▸ What you should do
Beginning with the first line of the entries below, quote each line until you reach and include the line with "318L431 336L422 371L424".

##### Data for this task

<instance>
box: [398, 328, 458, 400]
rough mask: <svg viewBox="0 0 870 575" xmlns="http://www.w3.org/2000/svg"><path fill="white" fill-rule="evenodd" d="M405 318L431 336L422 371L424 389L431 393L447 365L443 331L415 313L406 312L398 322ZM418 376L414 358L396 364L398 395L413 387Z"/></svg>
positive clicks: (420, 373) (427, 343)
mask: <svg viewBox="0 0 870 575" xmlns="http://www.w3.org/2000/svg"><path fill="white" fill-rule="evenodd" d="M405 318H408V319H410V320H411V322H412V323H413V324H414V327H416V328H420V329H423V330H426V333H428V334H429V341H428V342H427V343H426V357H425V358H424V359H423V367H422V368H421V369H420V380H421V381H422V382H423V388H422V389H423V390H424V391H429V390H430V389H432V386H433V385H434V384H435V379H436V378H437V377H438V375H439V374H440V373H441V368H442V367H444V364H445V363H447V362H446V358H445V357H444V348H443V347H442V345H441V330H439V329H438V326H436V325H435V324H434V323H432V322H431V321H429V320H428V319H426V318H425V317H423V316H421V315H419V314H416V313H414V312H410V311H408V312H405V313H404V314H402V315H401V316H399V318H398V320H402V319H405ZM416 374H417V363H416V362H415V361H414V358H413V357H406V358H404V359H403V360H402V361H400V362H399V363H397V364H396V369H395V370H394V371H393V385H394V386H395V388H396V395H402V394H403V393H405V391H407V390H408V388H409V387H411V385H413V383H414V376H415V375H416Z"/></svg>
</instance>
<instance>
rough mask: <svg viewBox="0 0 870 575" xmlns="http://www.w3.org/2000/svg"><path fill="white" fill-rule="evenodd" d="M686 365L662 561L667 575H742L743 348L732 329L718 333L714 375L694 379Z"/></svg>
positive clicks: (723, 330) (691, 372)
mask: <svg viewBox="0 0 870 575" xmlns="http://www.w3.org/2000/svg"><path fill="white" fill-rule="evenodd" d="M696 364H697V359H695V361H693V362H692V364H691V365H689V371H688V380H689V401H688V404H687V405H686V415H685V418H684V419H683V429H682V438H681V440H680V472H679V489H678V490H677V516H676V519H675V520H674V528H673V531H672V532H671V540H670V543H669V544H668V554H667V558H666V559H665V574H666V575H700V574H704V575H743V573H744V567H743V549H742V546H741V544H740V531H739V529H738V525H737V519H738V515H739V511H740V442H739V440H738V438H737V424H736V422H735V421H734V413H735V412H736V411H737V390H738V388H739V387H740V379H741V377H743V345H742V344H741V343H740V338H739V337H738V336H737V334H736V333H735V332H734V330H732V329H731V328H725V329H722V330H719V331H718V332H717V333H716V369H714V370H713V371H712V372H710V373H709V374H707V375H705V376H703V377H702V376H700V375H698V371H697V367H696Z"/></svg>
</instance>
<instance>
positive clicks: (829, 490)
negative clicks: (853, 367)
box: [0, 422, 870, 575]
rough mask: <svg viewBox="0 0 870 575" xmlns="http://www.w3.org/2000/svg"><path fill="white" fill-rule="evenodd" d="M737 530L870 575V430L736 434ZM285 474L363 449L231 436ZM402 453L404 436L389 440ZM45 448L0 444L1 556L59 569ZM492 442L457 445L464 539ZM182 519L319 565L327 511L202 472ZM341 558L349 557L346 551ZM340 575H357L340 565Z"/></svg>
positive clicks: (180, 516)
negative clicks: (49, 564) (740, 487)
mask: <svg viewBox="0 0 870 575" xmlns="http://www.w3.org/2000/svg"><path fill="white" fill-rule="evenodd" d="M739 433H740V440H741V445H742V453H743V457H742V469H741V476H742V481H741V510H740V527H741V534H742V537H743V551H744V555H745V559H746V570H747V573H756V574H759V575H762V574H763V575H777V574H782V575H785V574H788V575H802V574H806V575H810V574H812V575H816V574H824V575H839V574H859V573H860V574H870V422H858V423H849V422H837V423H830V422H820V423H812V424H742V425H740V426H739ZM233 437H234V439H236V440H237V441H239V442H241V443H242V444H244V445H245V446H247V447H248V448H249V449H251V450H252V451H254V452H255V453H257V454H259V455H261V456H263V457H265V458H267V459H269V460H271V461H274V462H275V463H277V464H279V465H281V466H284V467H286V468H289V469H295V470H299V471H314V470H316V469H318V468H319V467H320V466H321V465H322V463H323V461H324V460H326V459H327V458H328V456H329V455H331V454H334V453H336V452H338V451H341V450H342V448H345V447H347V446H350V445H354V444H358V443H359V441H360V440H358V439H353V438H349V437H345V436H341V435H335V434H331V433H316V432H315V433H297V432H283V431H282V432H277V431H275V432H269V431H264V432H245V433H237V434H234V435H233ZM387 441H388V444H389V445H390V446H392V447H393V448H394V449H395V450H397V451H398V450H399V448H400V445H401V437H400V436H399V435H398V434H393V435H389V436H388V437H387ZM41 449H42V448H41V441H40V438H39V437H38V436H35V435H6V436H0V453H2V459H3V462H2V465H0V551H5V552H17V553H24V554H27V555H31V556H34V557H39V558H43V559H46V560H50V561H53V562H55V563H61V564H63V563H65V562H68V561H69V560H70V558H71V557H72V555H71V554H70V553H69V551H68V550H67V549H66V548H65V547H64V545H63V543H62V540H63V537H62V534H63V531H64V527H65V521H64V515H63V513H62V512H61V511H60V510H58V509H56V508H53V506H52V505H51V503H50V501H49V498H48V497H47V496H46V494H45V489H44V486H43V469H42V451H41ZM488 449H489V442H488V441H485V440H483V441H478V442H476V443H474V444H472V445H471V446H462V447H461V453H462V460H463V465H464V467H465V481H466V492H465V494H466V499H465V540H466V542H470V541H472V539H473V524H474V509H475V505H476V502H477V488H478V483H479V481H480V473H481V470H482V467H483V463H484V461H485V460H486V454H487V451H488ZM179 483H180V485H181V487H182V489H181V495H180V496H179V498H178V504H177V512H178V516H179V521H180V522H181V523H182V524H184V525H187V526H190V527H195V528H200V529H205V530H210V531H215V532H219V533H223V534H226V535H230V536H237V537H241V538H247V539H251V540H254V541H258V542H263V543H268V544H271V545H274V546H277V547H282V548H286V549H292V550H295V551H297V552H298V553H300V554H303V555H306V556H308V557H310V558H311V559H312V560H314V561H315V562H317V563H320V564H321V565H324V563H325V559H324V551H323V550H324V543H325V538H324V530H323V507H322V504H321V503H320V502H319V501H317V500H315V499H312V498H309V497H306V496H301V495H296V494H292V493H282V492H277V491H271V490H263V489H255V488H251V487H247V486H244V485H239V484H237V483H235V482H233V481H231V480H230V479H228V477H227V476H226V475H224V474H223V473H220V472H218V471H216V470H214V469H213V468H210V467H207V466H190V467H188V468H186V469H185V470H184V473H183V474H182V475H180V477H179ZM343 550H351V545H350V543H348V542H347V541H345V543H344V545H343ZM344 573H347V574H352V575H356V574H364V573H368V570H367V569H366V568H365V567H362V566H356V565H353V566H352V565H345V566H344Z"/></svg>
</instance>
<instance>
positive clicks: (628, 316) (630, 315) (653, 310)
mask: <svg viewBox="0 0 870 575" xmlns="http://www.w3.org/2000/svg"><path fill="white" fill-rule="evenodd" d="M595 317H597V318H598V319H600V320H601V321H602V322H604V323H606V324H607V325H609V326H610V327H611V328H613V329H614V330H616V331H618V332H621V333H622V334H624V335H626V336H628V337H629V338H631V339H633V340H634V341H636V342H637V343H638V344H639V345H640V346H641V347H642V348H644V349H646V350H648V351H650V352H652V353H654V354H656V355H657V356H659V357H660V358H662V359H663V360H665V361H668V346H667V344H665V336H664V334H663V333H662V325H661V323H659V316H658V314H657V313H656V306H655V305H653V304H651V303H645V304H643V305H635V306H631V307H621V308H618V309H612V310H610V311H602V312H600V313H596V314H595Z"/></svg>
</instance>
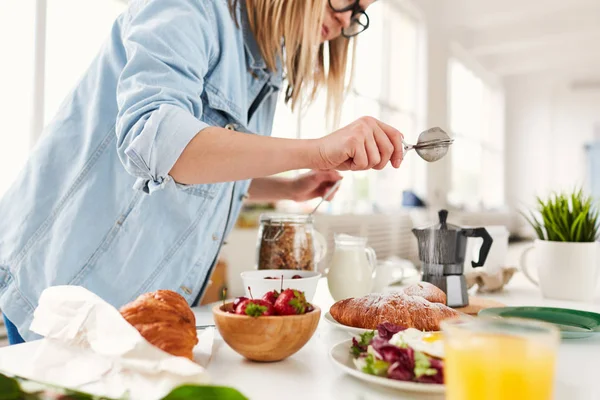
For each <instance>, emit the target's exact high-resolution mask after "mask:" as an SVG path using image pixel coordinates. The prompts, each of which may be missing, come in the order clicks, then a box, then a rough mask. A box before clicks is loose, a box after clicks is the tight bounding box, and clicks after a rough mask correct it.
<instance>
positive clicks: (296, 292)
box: [275, 289, 307, 315]
mask: <svg viewBox="0 0 600 400" xmlns="http://www.w3.org/2000/svg"><path fill="white" fill-rule="evenodd" d="M306 307H307V302H306V298H305V297H304V293H303V292H300V291H298V290H293V289H286V290H284V291H283V292H281V294H280V295H279V297H277V301H275V311H276V312H277V314H279V315H294V314H304V313H305V312H306Z"/></svg>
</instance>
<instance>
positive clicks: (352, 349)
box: [350, 331, 375, 358]
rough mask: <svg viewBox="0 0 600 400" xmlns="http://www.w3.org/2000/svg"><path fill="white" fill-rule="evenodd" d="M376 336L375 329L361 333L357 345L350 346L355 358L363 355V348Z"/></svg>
mask: <svg viewBox="0 0 600 400" xmlns="http://www.w3.org/2000/svg"><path fill="white" fill-rule="evenodd" d="M374 337H375V331H367V332H364V333H361V335H360V339H359V340H357V345H352V346H351V347H350V354H352V355H353V356H354V358H356V357H358V356H360V355H361V353H362V352H363V350H362V348H364V347H368V346H369V345H370V344H371V341H372V340H373V338H374Z"/></svg>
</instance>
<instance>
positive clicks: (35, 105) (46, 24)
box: [0, 0, 126, 196]
mask: <svg viewBox="0 0 600 400" xmlns="http://www.w3.org/2000/svg"><path fill="white" fill-rule="evenodd" d="M125 7H126V2H125V1H122V0H94V1H80V0H52V1H47V2H42V1H9V2H0V48H2V50H3V52H4V53H5V54H9V55H10V56H9V57H8V58H7V61H9V62H3V63H0V87H2V89H3V91H4V93H6V94H9V95H6V96H3V97H2V99H0V109H1V110H3V111H5V112H4V113H2V116H3V120H2V123H3V132H2V134H0V169H1V170H2V171H3V177H2V180H0V196H2V194H4V192H5V191H6V190H7V189H8V187H9V186H10V185H11V184H12V182H13V181H14V179H16V177H17V175H18V173H19V171H20V170H21V168H22V167H23V165H24V163H25V161H26V159H27V155H28V154H29V150H30V148H31V146H32V145H33V144H34V139H33V138H34V137H35V136H37V135H38V134H39V132H34V130H36V131H37V130H39V127H40V126H43V125H45V124H47V123H48V121H49V120H50V119H51V118H52V117H53V115H54V114H55V112H56V111H57V109H58V107H59V105H60V103H62V101H63V99H64V98H65V96H66V95H67V94H68V93H69V92H70V91H71V90H72V88H73V87H74V86H75V84H76V83H77V81H78V80H79V78H80V77H81V76H82V74H83V72H84V71H85V69H86V68H87V67H88V65H89V64H90V63H91V61H92V59H93V57H94V56H95V55H96V54H97V52H98V51H99V49H100V46H101V44H102V42H103V41H104V40H105V38H107V37H108V35H109V33H110V27H111V24H112V23H113V21H114V19H115V18H116V17H117V15H118V14H119V13H120V12H122V11H123V10H124V9H125ZM39 10H42V11H43V12H39V13H37V17H38V18H41V19H40V20H38V21H36V12H38V11H39ZM73 15H76V16H77V17H76V18H73ZM36 26H37V27H38V28H39V27H44V26H45V27H46V29H45V30H39V29H38V30H37V31H36ZM36 35H37V37H38V38H39V39H41V40H40V42H38V43H45V47H44V46H41V47H40V46H38V47H40V48H39V49H38V48H36ZM40 50H41V51H40ZM40 55H41V56H40ZM44 55H45V58H44ZM67 60H68V62H67ZM36 62H37V63H38V65H36ZM36 81H37V82H39V83H40V85H39V87H34V82H36ZM42 88H43V89H44V90H43V92H44V96H43V99H42V101H35V102H34V99H37V100H39V97H42V96H41V91H40V92H38V91H36V90H37V89H42ZM38 96H39V97H38ZM42 110H43V111H42Z"/></svg>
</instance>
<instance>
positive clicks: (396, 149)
mask: <svg viewBox="0 0 600 400" xmlns="http://www.w3.org/2000/svg"><path fill="white" fill-rule="evenodd" d="M375 121H376V123H377V125H378V126H379V128H381V130H382V131H383V132H384V133H385V134H386V136H387V137H388V139H389V140H390V142H391V143H392V146H393V148H394V151H393V152H392V155H391V156H390V161H391V163H392V166H393V167H394V168H398V167H400V164H401V163H402V160H403V159H404V144H403V141H404V135H402V133H401V132H400V131H399V130H397V129H395V128H393V127H391V126H389V125H388V124H386V123H384V122H381V121H377V120H375Z"/></svg>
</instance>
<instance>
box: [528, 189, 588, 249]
mask: <svg viewBox="0 0 600 400" xmlns="http://www.w3.org/2000/svg"><path fill="white" fill-rule="evenodd" d="M536 199H537V206H536V210H535V211H536V212H534V211H529V212H528V213H524V212H521V214H522V215H523V217H524V218H525V219H526V220H527V222H528V223H529V224H530V225H531V226H532V227H533V229H534V230H535V232H536V235H537V237H538V238H539V239H540V240H547V241H553V242H594V241H596V240H598V238H599V230H600V229H599V228H600V226H599V219H598V208H596V207H595V205H594V200H593V198H592V197H591V196H587V195H585V194H584V193H583V191H582V190H581V189H579V190H574V191H573V192H571V193H565V192H563V193H552V194H551V195H550V196H549V197H548V198H547V199H545V200H543V199H541V198H540V197H536Z"/></svg>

##########

▸ Solution for this exercise
<instance>
box: [398, 328, 458, 400]
rough mask: <svg viewBox="0 0 870 575" xmlns="http://www.w3.org/2000/svg"><path fill="white" fill-rule="evenodd" d="M405 318L431 336L422 371L424 389L431 393L447 365L443 331L415 313L406 312L398 322ZM418 376L414 358L396 364L398 395L413 387Z"/></svg>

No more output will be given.